Aim of the task: If a line in the records below holds the word "suit", copy it.

Segment Start: Records to process

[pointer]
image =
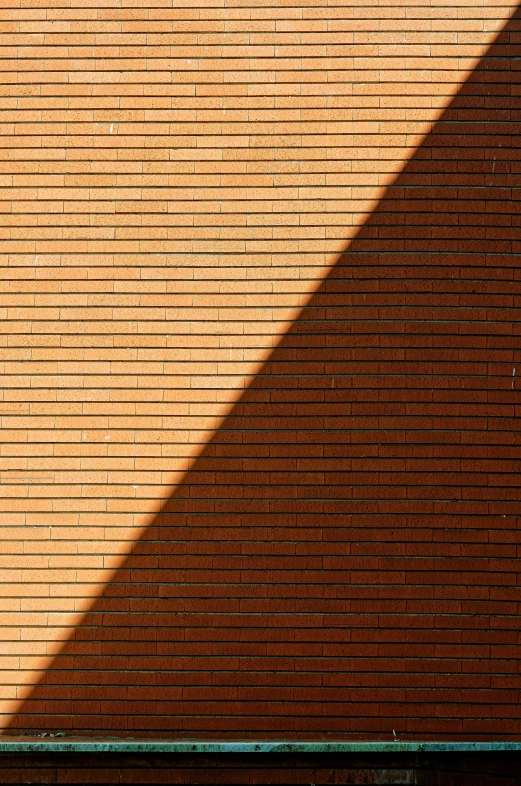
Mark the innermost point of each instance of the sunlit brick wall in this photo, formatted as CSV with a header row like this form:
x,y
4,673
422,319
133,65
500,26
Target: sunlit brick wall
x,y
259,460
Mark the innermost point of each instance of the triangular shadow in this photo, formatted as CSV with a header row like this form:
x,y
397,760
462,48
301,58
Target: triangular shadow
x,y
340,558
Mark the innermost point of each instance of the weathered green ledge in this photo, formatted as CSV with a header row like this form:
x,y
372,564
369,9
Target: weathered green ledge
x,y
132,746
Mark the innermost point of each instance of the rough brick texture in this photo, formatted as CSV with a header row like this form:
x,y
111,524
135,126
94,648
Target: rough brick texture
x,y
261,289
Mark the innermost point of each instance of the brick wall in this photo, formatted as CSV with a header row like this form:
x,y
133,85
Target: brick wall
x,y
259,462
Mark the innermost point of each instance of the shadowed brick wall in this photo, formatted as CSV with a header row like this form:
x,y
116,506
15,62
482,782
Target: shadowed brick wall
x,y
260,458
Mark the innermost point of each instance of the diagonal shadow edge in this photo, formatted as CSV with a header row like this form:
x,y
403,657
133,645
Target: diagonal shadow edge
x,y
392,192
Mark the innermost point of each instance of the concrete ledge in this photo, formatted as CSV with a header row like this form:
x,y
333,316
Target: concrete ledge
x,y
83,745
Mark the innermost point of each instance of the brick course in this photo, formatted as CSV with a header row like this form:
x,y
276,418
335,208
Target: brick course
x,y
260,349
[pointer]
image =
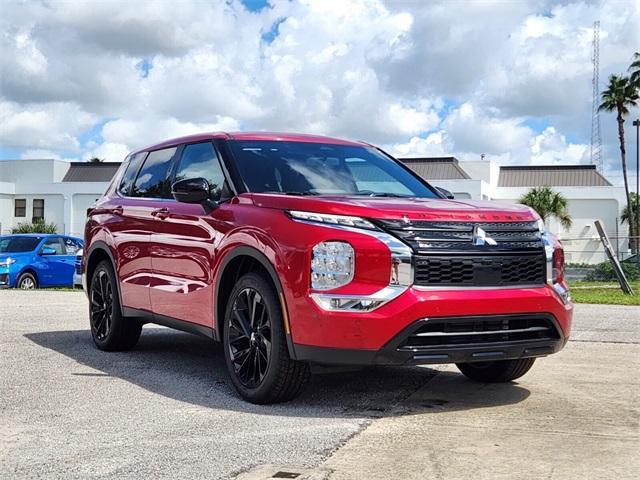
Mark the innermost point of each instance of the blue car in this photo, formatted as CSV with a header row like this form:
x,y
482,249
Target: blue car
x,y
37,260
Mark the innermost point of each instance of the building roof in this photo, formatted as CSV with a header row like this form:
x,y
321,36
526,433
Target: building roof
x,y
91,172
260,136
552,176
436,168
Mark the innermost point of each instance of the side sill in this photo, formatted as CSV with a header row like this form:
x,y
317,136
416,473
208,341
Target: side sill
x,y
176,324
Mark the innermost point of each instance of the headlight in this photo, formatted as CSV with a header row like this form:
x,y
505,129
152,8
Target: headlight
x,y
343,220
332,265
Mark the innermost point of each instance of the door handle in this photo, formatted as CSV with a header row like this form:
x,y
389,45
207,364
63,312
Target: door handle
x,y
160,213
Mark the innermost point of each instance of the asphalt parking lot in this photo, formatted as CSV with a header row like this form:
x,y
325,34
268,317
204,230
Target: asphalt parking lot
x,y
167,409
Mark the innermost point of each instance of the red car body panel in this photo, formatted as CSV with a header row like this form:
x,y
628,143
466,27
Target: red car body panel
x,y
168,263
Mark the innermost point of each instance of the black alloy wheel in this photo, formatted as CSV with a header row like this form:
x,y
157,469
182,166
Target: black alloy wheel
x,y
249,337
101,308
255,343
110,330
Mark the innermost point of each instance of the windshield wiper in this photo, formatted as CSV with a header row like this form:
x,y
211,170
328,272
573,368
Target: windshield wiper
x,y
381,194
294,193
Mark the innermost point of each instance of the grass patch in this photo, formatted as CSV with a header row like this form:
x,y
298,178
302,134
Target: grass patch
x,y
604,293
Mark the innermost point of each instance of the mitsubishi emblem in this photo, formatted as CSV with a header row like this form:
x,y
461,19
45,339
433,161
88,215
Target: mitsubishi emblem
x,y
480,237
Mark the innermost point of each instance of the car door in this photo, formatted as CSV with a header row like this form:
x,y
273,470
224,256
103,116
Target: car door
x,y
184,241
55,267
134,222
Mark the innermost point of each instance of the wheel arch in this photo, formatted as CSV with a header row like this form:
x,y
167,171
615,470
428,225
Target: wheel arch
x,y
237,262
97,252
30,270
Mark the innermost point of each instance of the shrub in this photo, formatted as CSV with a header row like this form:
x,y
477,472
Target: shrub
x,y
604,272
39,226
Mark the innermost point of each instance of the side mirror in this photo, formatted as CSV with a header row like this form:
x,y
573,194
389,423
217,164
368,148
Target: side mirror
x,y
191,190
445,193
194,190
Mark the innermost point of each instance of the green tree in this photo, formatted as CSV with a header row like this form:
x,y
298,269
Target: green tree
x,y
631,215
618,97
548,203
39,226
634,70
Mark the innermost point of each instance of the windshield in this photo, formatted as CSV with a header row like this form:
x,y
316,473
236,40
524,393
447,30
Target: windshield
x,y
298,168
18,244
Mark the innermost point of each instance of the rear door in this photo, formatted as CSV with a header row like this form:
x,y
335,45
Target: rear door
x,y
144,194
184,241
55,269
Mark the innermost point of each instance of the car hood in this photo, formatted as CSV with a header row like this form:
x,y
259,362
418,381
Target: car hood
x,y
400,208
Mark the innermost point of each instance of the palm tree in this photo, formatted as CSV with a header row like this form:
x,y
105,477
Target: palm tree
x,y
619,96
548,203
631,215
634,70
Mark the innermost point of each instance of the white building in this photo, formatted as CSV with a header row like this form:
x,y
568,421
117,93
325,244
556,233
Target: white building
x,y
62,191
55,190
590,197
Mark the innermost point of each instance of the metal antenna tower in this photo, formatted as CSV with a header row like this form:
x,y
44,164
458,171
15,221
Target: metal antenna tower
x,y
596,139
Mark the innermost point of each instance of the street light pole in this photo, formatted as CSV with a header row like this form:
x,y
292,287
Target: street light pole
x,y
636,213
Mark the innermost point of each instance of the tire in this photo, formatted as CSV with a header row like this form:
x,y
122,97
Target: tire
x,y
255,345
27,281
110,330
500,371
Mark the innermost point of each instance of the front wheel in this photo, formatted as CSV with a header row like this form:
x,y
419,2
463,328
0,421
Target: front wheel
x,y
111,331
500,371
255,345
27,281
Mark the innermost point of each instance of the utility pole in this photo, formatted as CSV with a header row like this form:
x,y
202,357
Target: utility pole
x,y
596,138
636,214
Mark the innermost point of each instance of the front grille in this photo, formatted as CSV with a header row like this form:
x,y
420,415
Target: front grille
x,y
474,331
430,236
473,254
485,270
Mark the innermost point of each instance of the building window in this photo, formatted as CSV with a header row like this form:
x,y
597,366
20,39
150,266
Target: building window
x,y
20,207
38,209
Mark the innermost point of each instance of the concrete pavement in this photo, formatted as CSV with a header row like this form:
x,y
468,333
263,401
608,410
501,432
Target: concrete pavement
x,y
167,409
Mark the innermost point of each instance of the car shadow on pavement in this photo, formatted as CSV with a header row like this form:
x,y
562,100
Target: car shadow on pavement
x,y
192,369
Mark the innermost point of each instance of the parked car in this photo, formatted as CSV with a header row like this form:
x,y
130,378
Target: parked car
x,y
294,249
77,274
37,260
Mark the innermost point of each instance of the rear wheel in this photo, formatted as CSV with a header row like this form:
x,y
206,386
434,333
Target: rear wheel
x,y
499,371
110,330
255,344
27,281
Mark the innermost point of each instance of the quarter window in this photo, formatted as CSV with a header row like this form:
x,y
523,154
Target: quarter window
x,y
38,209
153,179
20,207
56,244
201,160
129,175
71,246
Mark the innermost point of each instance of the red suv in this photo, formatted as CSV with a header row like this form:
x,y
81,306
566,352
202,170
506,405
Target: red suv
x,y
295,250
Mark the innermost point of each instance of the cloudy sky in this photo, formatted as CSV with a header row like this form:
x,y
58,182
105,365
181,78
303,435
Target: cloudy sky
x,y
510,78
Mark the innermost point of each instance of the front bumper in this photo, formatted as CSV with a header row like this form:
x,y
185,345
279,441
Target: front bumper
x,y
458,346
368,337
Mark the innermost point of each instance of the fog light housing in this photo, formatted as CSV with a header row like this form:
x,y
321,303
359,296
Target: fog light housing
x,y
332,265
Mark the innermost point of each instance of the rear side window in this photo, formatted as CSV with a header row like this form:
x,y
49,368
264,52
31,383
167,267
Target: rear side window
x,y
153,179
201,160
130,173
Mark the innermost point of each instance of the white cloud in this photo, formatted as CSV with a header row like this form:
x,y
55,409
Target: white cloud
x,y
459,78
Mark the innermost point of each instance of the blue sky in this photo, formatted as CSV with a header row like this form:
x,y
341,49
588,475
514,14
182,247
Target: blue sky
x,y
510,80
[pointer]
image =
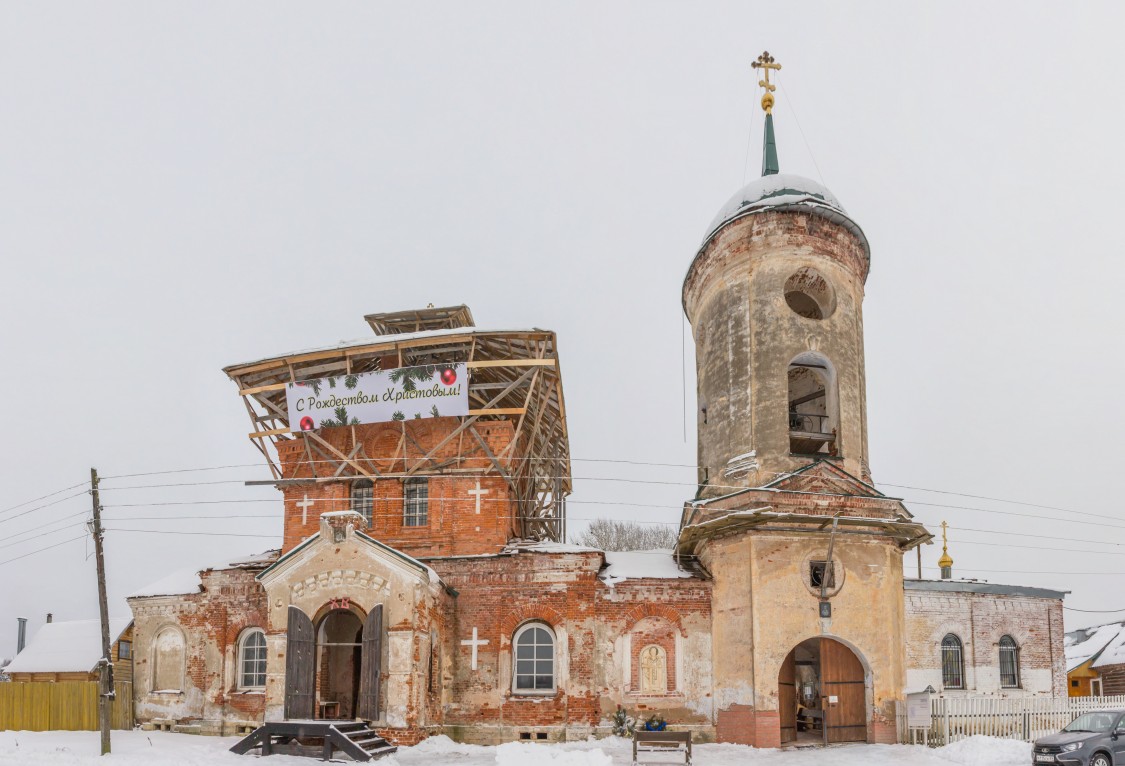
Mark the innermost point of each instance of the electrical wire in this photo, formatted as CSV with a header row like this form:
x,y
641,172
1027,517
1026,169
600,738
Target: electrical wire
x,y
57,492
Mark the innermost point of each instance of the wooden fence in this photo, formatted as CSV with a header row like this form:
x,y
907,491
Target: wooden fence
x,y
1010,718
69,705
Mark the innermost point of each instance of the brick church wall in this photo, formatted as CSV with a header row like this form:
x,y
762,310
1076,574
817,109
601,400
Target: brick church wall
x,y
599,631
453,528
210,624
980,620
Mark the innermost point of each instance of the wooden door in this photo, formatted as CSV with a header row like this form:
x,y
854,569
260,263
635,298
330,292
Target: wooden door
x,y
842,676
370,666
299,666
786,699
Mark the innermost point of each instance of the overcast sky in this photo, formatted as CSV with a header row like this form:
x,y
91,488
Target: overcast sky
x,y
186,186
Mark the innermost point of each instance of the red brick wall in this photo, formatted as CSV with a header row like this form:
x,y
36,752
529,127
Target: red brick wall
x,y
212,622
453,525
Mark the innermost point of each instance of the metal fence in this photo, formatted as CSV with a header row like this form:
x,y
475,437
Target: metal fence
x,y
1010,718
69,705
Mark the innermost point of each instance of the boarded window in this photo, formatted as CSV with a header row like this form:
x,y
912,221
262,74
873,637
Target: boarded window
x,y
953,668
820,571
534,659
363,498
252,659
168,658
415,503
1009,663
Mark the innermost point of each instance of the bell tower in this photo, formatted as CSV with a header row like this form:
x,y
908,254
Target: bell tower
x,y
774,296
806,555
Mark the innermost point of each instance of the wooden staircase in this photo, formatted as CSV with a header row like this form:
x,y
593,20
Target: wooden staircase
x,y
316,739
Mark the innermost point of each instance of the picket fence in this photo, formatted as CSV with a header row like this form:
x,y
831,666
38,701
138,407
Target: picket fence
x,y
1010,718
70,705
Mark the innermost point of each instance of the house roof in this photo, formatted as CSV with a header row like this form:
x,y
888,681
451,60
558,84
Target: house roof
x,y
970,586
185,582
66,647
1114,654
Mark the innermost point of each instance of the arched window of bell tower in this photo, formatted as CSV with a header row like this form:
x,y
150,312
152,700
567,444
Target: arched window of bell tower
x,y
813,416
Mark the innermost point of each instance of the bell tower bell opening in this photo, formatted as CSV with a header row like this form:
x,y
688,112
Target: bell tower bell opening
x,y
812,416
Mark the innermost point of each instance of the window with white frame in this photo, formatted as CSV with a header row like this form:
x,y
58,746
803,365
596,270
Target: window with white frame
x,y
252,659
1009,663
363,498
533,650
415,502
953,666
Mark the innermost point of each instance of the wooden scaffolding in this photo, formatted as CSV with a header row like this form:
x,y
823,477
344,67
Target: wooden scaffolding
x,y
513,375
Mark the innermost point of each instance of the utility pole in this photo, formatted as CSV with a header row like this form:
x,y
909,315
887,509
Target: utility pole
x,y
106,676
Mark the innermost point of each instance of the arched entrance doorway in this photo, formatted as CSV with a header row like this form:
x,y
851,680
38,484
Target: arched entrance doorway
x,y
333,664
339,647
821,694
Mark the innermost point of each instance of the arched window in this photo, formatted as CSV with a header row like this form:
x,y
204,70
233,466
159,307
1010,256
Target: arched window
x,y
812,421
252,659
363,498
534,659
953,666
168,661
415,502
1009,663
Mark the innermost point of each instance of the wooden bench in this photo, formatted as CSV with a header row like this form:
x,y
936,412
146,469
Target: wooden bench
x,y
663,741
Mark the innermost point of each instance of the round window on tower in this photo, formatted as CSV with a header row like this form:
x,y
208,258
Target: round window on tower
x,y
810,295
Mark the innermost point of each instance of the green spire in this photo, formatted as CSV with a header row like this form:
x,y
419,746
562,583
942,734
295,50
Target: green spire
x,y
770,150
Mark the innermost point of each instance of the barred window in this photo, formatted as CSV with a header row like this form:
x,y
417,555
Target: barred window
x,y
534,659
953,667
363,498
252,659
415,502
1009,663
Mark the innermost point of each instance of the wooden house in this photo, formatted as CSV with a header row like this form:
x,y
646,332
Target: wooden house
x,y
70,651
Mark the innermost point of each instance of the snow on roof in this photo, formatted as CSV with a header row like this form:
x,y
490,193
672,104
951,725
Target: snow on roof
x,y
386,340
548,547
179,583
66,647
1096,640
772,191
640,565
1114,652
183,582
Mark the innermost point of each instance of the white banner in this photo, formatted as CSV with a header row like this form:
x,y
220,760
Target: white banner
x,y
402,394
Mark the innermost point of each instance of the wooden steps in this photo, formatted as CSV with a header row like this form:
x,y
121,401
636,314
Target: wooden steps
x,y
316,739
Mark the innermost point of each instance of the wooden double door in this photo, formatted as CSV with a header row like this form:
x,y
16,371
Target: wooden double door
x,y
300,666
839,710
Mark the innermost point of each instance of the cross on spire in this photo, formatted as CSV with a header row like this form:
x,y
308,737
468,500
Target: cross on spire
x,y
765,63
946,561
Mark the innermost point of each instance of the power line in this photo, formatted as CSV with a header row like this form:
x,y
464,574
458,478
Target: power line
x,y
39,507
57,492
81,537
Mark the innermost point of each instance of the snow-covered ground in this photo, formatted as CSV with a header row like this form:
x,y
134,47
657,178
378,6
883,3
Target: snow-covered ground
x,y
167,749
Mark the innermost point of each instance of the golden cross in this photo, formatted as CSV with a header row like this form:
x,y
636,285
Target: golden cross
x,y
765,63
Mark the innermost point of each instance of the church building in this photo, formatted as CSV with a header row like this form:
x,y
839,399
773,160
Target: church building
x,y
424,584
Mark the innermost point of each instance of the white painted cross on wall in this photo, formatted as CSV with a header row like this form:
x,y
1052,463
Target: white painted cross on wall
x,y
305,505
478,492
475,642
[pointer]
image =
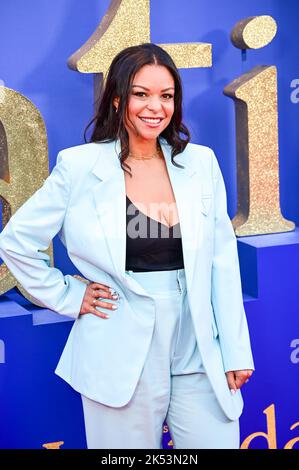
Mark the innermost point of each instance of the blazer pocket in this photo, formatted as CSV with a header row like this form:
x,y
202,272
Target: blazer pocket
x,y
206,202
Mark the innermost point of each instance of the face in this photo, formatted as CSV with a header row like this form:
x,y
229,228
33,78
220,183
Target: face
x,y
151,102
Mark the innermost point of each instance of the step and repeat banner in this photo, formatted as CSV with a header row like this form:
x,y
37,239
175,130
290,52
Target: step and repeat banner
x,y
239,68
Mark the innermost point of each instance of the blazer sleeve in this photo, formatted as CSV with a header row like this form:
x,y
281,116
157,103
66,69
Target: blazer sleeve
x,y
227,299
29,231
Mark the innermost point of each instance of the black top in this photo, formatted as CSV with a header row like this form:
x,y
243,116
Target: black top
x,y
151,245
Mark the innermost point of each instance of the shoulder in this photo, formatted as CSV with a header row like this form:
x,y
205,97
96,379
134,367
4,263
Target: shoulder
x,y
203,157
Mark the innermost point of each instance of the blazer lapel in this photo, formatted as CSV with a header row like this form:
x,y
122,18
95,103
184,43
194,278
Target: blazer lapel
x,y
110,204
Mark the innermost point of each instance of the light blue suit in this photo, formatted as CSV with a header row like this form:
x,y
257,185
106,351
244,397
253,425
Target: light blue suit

Segment End: Records to process

Worked solution:
Mark the innermost point of each instance of the light blue suit in this photo, formatted as CSV with a header row like this form:
Target: light blue suit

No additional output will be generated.